[[ Extract, beginning ]]

Mental Health Clinical Placement: Complementary Perspectives from Care Ethics

2015 
Nursing is a practice-based profession. The bookish approach dominant in the professional academic circles will not be adequate for a life-oriented discipline like nursing. This point is substantiated by an empirical study held in Mangalore, which carried profound implications for re-visioning nursing ethics. A study was conducted using the descriptive survey research (pre-placement and post-placement) to find out the change in attitude of the nursing students during the mental health clinical placement. The sample consisted of 100 3rd year B.Sc. nursing students selected by systematic random sampling method and data were collected by administering a structured questionnaire on attitude. The findings of the study revealed that there was significant difference in the attitude and perceived stress of nursing students before and after the mental health clinical placement (t99=1.66, P <0.05). The mean post placement attitude score (141.84) was greater than the mean pre-placement attitude score (107.68). The practical exposure can work miracles for nursing education in producing a praxis oriented transformation of the nurses. Care ethics is a topic that is extensively discussed in the circles of medical ethics. Care ethics refers to the ethical behavior of the care-givers especially, the nurses. Care ethics is often contrasted with the principlist approach in Western bioethics. The study seems to suggest, that, in contrast to principlism, the care approach is more suitable for nursing context, providing better scope for a case-specific and contextual discernment and judgment. The data on post placement suggests that there is a real transition to a more care based approach. This study suggests that the clinical placement serves as an indirect tool in enabling the nurses in psychiatric care to address the various challenges, especially the ethical ones, arising from such contexts by effecting a conceptual transition from a parochial principlist approach to a more holistic care approach.

[[ Extract, end ]]
[[ Dataset content, beginning ]]

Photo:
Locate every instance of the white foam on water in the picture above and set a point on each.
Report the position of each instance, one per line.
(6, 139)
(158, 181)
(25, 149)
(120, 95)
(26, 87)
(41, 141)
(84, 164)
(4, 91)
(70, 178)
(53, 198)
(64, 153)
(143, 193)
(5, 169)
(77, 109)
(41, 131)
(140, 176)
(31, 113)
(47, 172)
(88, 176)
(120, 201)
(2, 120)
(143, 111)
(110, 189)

[[ Dataset content, end ]]

- Complete the following
(a) Give every statistical figure in the abstract's sentence beginning "The findings of the study revealed" and in the sentence that follows it.
(b) Answer these questions from the abstract:
(i) Where was the empirical study held?
(ii) How were the students in the sample selected?
(iii) With what is care ethics often contrasted?

- Exercise solutions
(a)
t99=1.66
P <0.05
141.84 (mean post-placement attitude score)
107.68 (mean pre-placement attitude score)

(b)
(i) Mangalore
(ii) By systematic random sampling
(iii) The principlist approach in Western bioethics